-- START MATERIAL SHOWN --

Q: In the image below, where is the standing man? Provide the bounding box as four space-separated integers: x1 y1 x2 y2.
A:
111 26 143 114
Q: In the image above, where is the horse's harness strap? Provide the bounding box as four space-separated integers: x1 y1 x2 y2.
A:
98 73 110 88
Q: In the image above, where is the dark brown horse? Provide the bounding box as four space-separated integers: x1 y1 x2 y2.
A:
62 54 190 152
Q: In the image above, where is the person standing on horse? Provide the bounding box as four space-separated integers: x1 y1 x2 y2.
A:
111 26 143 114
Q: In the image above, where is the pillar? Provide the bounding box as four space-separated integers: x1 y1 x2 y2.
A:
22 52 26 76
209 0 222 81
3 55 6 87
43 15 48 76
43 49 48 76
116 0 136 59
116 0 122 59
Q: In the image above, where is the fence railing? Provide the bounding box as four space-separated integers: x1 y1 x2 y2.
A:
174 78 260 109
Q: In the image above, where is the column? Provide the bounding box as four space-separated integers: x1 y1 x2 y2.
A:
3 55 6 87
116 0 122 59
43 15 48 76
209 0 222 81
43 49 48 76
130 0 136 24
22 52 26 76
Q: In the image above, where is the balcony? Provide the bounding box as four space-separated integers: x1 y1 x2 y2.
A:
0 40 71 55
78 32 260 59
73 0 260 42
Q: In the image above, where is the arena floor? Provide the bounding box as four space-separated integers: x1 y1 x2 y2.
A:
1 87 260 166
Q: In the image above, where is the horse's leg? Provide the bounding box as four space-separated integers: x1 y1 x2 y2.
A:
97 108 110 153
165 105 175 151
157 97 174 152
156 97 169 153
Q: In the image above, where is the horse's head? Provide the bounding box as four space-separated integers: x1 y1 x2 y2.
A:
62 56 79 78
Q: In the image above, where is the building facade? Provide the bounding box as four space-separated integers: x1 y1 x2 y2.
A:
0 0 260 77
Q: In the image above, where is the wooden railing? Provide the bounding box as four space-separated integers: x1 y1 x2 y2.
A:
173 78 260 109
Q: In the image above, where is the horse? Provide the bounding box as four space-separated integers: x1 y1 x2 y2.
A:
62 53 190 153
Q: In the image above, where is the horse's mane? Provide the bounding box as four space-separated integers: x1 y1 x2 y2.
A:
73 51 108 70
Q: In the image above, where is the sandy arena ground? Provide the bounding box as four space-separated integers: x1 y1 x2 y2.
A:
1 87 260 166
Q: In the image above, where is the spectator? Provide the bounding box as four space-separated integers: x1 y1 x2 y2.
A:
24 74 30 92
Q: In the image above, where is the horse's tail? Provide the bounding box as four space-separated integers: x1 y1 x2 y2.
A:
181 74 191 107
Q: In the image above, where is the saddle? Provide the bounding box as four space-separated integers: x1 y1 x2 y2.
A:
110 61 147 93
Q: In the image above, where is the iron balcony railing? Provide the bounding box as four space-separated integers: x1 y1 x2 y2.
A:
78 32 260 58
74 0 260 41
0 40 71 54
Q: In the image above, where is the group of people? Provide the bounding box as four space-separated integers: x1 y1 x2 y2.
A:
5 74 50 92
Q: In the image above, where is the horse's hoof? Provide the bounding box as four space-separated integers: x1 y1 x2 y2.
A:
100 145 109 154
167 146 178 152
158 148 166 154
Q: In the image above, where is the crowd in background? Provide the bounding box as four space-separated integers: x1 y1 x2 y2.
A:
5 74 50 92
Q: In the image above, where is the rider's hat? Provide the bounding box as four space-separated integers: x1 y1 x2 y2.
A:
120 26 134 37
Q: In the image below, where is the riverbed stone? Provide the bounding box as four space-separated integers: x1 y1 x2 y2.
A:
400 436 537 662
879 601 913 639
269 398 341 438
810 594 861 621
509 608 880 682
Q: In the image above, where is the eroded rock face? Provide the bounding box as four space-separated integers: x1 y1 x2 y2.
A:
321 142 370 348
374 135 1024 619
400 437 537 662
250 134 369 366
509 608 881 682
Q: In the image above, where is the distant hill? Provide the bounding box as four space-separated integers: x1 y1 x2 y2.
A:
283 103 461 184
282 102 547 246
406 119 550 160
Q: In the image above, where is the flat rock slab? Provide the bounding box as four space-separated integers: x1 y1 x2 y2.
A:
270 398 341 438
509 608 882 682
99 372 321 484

-- END MATERIAL SHOWN --

▶ **SHORT TASK**:
Quote all of the rows above word for word.

▶ **RESPONSE**:
Q: In the image below, where is the standing man? Provide the bounding box as four space-separated integers: x1 y1 x2 y2.
A:
111 26 143 114
Q: In the image above, where is the horse's harness strap? Provide the bounding box as four space-separated integers: x1 y1 x2 y2.
A:
98 73 110 88
Q: In the image above, where is the dark brown horse? Provide the bounding box as four space-separated integers: x1 y1 x2 y2.
A:
62 54 190 152
Q: In the image above, where is the person standing on horse? Provide the bounding box as four space-separated integers: x1 y1 x2 y2.
A:
111 26 143 114
Q: In the image above, where is the pillar? Provide the bounding box as four space-separated integers: x1 y1 x2 y2.
A:
22 52 26 76
209 0 222 81
3 55 6 87
43 15 48 76
43 49 48 76
116 0 136 59
116 0 122 59
Q: In the image above, where is the fence railing? Provide the bounding box as four space-separated integers: x1 y1 x2 y2.
A:
174 78 260 109
Q: In the image above, where is the column? Provide the bounding box as four space-separated integers: x1 y1 x2 y2.
A:
3 55 6 87
116 0 122 59
43 15 48 76
209 0 222 81
43 49 48 76
130 0 136 24
22 52 26 76
Q: In the image above, where is the balcony? Provide the bounding box as four space-separated integers: x1 y1 x2 y2.
A:
0 40 71 55
78 32 260 59
73 0 260 42
Q: In the image above, where is the arena floor? Provide the bounding box as four space-separated integers: x1 y1 x2 y2.
A:
1 87 260 166
Q: In the image above, where is the horse's leg? Provide the bounding box as four space-separated integers: x1 y1 x2 y2.
A:
97 108 110 153
165 105 175 151
157 97 174 152
156 97 169 153
Q: In the image above, where is the horse's head? Provide the bounding box as four space-separated integers: x1 y1 x2 y2.
A:
62 56 79 78
Q: In the image above, where is the building facade? Provide the bounding box as four space-separated integers: x1 y1 x2 y2.
A:
0 0 260 77
Q: In the image above, where is the wooden railing? Provide the bounding box as four space-separated integers: x1 y1 x2 y2.
A:
173 78 260 109
Q: In the image above, where is the horse? Provide the bounding box as four space-separated integers: x1 y1 x2 y2.
A:
62 53 190 153
Q: In the image above, where is the horse's mane? Provide the bounding box as four space-separated integers: x1 y1 x2 y2.
A:
73 51 108 70
Q: In the image above, where is the sandy arena ground? Provide the bounding box as four space-separated integers: x1 y1 x2 y2.
A:
1 87 260 166
Q: In the image above, where is the spectator? Provide the bounding box as four space-separated integers: x1 y1 x2 y2.
A:
24 74 30 92
Q: In the image above, where is the horse's tail? Provide the bounding box as four space-separated integers: x1 y1 x2 y2.
A:
181 74 191 107
Q: In the image above, where is the saddle? Provide the bounding box as four space-separated integers: x1 y1 x2 y2.
A:
110 61 147 93
Q: In the image above, where is the iron balcony railing? Provide the bounding box as four space-separated integers: x1 y1 x2 y2.
A:
78 32 260 58
74 0 260 41
0 40 71 54
Q: In the image above, where is the group of people? Provide the bounding box as four space-separated integers: x1 y1 x2 y2.
A:
5 74 50 92
Q: In the image above, where is the horse's hoof? Provide the bounding box as four space-separated integers: x1 y1 x2 y2.
A:
100 145 109 154
167 146 178 152
158 148 166 154
Q: In the image above, where is the crowd in background? Provide the bounding box as four space-separated integers: x1 y1 x2 y2.
A:
5 74 50 92
Q: In the image above, where is the rider's hat? Provide the bounding box as four space-separated integers: x1 y1 x2 y2.
A:
120 26 134 37
Q: In the image below, where is the riverbed stone? Provide the bounding box as four space-separated integers: x1 y1 x2 y2.
A:
400 436 537 662
879 601 913 639
269 398 341 438
810 594 861 621
509 608 880 682
Q: In the image above, where is the eroded rock face? Provide the bounding box as four space-separated integers: x1 y1 x2 y2.
A:
321 142 370 348
374 135 1024 619
400 437 537 662
250 134 369 366
509 608 881 682
Q: In the image above, where is the distant hill? Provide the bounding box as four space-separated integers: x1 y1 x2 y2.
A:
283 103 461 184
282 102 547 246
406 119 550 160
Q: In the image above, where is the flat rock slab? Provide the bounding box as four space-separated integers: x1 y1 x2 y2.
A:
270 398 341 438
509 608 882 682
99 372 321 484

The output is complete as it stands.